▸ Exercise instructions
Rewrite the items below from the line with "- **What to find**: boy's raised arm" to the line with "[359,473,402,513]", replacing "What to find" with "Target label" and changing nothing else. Leave the pictures out of your answer.

▸ Dataset records
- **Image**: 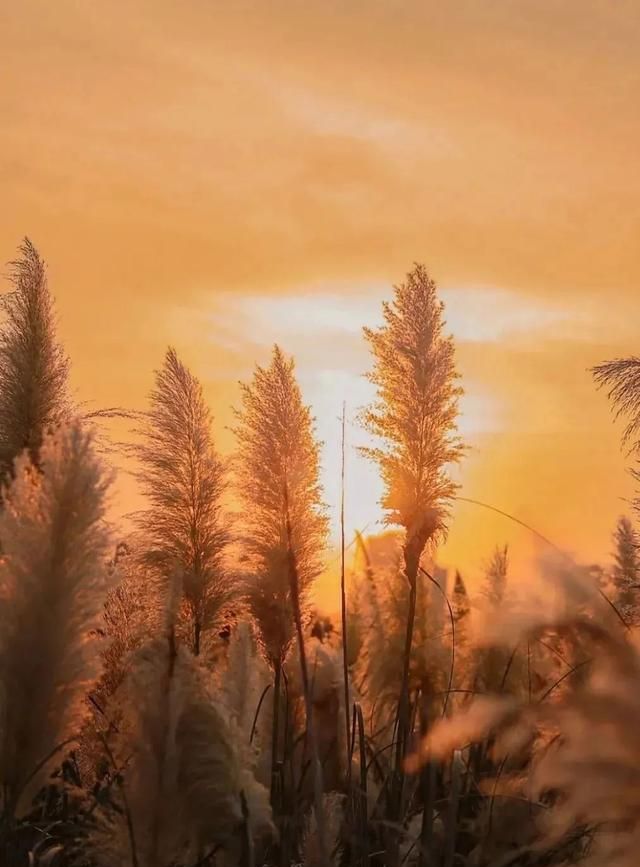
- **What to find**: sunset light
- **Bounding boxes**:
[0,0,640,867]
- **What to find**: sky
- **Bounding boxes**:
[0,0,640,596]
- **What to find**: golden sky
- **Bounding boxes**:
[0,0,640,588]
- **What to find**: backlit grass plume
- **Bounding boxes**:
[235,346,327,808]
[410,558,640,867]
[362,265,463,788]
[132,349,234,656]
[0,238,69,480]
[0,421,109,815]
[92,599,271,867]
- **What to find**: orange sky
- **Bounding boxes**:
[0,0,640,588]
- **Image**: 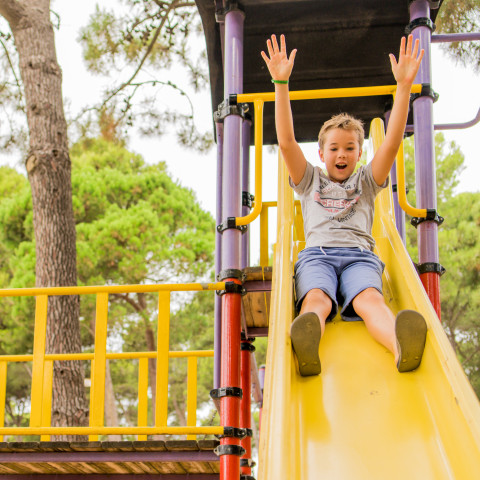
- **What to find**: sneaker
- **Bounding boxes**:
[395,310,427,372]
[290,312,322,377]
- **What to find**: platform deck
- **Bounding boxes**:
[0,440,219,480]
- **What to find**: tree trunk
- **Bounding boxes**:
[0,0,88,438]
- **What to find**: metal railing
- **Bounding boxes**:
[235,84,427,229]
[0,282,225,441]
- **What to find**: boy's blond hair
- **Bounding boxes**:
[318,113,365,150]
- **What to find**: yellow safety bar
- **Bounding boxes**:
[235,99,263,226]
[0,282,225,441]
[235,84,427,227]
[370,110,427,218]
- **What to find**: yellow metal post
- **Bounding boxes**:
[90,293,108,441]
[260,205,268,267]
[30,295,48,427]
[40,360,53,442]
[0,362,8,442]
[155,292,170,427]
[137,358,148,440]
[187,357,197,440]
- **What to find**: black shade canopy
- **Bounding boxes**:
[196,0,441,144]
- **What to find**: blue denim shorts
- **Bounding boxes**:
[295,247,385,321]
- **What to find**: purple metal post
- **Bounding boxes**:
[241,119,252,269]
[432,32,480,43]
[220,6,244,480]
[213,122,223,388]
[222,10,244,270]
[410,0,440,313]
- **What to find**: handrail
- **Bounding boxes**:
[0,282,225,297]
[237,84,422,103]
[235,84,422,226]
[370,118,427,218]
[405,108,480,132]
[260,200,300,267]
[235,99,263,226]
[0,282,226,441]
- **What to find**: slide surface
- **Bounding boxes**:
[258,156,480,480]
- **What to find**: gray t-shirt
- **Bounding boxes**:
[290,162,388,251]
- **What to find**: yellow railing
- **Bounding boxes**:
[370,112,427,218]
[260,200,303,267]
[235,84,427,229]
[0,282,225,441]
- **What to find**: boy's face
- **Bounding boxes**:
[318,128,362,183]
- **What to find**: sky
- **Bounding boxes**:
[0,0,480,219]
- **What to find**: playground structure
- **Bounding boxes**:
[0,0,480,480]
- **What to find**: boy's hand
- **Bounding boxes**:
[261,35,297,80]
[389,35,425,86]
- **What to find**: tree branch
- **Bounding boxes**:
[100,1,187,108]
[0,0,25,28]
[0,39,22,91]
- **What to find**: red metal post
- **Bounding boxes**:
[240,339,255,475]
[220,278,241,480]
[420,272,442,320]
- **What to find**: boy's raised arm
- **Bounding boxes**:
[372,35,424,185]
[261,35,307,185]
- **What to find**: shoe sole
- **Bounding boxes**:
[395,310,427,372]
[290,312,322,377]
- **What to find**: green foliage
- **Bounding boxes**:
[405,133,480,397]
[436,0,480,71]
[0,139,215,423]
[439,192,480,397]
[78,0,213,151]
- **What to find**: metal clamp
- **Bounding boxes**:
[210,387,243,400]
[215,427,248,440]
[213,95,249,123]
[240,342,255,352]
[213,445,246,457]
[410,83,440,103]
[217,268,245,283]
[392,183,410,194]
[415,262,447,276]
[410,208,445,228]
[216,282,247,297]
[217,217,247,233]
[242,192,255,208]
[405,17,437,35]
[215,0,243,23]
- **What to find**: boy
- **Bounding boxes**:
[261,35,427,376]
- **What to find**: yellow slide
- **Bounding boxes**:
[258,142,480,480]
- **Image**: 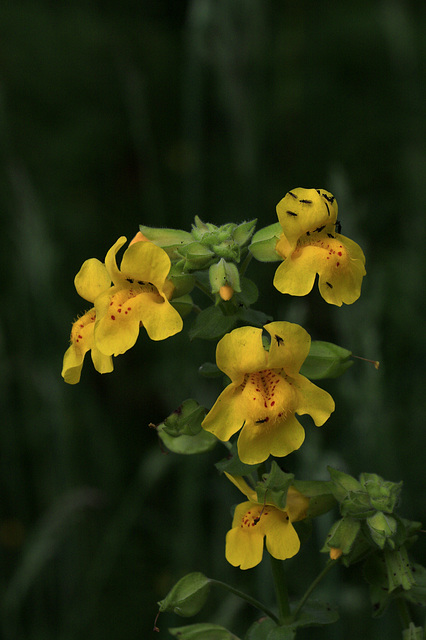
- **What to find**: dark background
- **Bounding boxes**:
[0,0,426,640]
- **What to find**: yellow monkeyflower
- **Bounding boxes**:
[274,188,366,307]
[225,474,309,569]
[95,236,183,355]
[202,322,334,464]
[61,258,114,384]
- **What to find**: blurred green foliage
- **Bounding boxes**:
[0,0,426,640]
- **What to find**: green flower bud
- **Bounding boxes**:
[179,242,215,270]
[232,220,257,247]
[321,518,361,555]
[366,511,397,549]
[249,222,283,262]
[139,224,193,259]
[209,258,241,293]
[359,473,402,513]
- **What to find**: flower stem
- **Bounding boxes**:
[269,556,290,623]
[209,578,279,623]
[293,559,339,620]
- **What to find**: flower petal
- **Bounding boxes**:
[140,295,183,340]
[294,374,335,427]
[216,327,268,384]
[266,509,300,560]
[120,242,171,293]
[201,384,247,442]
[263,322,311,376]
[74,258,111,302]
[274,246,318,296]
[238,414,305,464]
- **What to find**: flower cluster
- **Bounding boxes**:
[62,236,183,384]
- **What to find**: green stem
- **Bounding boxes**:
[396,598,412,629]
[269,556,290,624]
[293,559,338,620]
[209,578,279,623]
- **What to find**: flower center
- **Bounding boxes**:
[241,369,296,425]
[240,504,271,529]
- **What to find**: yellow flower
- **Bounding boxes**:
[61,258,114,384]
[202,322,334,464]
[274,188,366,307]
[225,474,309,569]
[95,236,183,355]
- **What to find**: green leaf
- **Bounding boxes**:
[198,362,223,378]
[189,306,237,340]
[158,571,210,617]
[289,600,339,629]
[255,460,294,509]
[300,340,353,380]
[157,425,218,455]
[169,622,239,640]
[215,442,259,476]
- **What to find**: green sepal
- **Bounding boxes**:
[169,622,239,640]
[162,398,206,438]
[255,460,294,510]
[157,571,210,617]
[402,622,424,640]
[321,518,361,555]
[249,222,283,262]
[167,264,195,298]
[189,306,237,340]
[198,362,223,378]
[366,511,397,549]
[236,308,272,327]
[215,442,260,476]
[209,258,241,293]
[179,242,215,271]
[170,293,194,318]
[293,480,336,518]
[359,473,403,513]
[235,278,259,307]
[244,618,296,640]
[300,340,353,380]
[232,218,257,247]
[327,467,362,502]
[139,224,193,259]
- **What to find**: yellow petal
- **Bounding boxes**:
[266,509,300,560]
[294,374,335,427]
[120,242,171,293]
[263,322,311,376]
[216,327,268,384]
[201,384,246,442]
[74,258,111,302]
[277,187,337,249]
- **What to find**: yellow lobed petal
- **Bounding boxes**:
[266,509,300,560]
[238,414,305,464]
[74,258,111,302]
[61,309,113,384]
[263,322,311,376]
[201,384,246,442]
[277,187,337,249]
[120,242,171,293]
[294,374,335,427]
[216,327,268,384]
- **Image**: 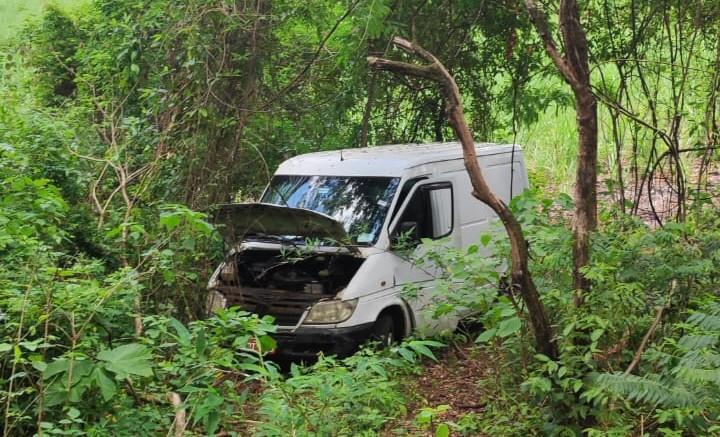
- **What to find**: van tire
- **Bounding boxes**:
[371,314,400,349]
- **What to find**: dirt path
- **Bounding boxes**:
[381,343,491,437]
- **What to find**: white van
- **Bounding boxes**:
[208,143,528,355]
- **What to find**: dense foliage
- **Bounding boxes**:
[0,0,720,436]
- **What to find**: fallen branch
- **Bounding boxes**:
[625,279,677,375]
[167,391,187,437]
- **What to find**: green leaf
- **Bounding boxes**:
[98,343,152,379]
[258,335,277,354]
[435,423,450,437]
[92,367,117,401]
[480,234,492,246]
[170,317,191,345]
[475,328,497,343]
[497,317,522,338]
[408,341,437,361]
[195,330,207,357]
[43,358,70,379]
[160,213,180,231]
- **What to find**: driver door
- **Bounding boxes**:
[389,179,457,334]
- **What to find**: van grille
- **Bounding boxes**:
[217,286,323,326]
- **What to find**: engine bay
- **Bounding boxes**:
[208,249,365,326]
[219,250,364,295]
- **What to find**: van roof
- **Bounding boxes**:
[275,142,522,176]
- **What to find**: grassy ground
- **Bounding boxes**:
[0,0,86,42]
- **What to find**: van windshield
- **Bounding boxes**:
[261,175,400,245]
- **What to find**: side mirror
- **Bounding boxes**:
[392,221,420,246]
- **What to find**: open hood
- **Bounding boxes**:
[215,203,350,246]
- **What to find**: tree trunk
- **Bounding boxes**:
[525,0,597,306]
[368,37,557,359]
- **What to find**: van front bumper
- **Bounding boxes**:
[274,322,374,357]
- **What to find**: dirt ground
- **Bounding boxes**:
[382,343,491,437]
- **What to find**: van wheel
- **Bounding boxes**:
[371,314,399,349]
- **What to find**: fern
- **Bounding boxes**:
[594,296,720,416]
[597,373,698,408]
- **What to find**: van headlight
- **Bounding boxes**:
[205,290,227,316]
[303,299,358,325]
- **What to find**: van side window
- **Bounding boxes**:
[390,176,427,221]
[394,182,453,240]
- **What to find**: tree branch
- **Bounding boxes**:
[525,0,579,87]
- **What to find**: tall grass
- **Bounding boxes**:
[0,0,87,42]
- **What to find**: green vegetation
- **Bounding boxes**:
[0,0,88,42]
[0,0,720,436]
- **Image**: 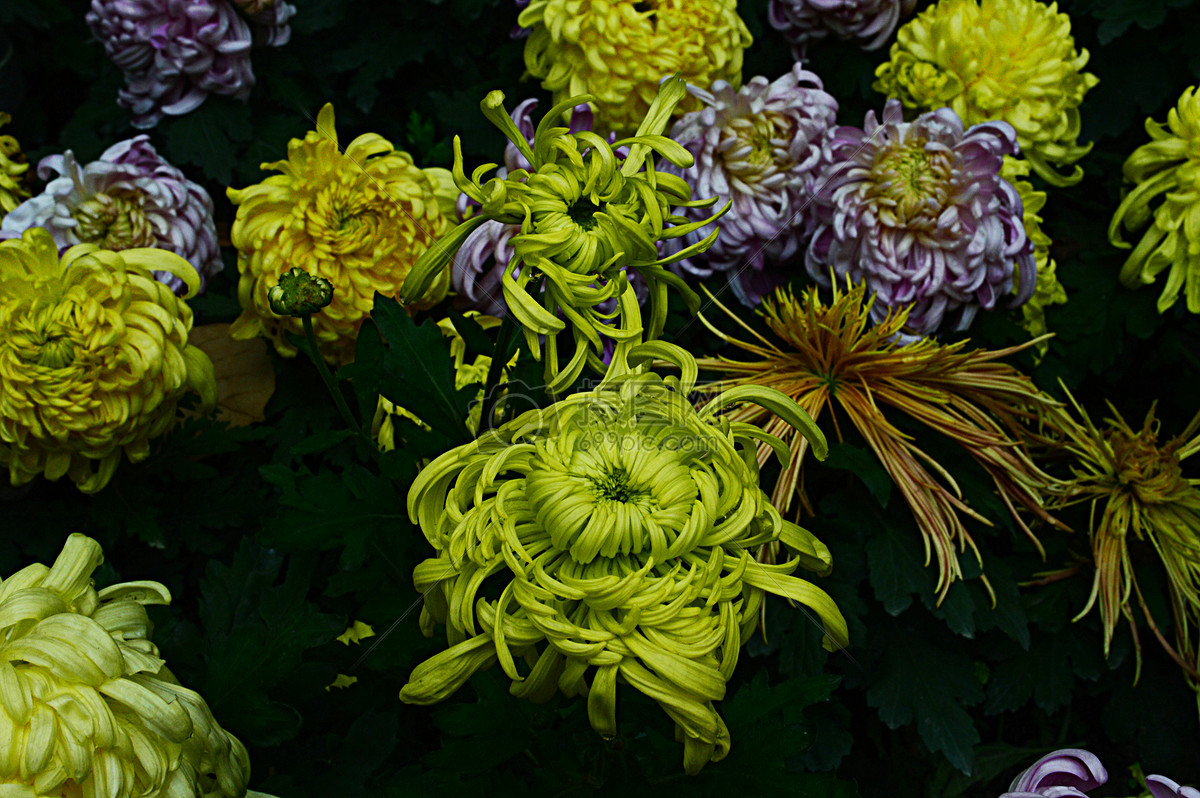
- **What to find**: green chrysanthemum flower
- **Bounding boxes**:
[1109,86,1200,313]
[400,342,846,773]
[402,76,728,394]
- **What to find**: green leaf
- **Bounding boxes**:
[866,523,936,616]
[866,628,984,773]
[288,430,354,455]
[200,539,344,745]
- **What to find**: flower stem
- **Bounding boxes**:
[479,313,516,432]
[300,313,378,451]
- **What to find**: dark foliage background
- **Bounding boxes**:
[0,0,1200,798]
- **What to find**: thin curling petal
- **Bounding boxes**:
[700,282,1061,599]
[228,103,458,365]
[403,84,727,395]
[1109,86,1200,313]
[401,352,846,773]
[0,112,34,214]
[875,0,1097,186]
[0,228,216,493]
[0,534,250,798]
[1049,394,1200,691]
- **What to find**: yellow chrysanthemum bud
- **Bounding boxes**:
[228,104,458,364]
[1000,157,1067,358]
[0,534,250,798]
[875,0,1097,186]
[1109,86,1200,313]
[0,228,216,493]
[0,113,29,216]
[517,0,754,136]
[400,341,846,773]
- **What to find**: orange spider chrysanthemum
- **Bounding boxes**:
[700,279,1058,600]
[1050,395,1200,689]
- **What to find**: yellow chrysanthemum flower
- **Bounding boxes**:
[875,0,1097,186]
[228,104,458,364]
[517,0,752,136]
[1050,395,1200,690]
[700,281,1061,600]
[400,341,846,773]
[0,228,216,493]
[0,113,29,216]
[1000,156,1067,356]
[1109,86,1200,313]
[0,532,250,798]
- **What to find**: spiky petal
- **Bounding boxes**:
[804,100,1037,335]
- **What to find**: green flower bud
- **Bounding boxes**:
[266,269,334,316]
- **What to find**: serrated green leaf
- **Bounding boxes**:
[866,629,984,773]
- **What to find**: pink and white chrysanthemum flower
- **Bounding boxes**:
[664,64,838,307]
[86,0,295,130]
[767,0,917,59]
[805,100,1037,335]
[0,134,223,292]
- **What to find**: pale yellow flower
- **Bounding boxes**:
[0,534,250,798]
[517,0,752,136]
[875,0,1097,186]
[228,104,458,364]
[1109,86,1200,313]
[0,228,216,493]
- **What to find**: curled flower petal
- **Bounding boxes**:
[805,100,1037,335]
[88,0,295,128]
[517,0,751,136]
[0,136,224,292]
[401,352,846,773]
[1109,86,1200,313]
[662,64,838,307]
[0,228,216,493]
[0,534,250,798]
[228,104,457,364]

▸ Result for this exercise
- **Target label**: boy's raised arm
- **Bounding boxes**:
[372,35,424,185]
[261,35,307,185]
- **Target label**: shoe sole
- **Bounding boxes**:
[395,310,427,372]
[290,312,322,377]
- **Target label**: green foliage
- **Bounding boxes**:
[405,133,480,397]
[436,0,480,71]
[0,139,215,423]
[439,192,480,397]
[78,0,213,151]
- **Target label**: metal clamp
- **Bounding boxes**:
[210,387,243,400]
[215,427,248,440]
[213,95,249,123]
[240,342,255,352]
[213,445,246,457]
[410,83,440,103]
[217,268,245,283]
[392,183,410,194]
[415,262,447,276]
[410,208,445,228]
[216,282,247,297]
[217,217,247,233]
[242,192,255,208]
[405,17,437,35]
[215,0,243,23]
- **Target label**: boy
- **Bounding boxes**:
[261,35,427,376]
- **Target label**: yellow slide
- **Bounding boxes**:
[258,142,480,480]
- **Image**: 
- **Target label**: dark background
- **Bounding boxes**:
[0,0,426,640]
- **Target label**: yellow monkeyflower
- **Bounding boxes**:
[274,188,366,307]
[225,474,309,569]
[95,236,183,355]
[202,322,334,464]
[61,258,114,384]
- **Target label**: blurred green foliage
- **Bounding boxes**:
[0,0,426,640]
- **Target label**: green flower bud
- **Bounding boxes**:
[179,242,215,270]
[232,220,257,247]
[321,518,361,555]
[366,511,397,549]
[249,222,283,262]
[139,224,193,259]
[209,258,241,293]
[359,473,402,513]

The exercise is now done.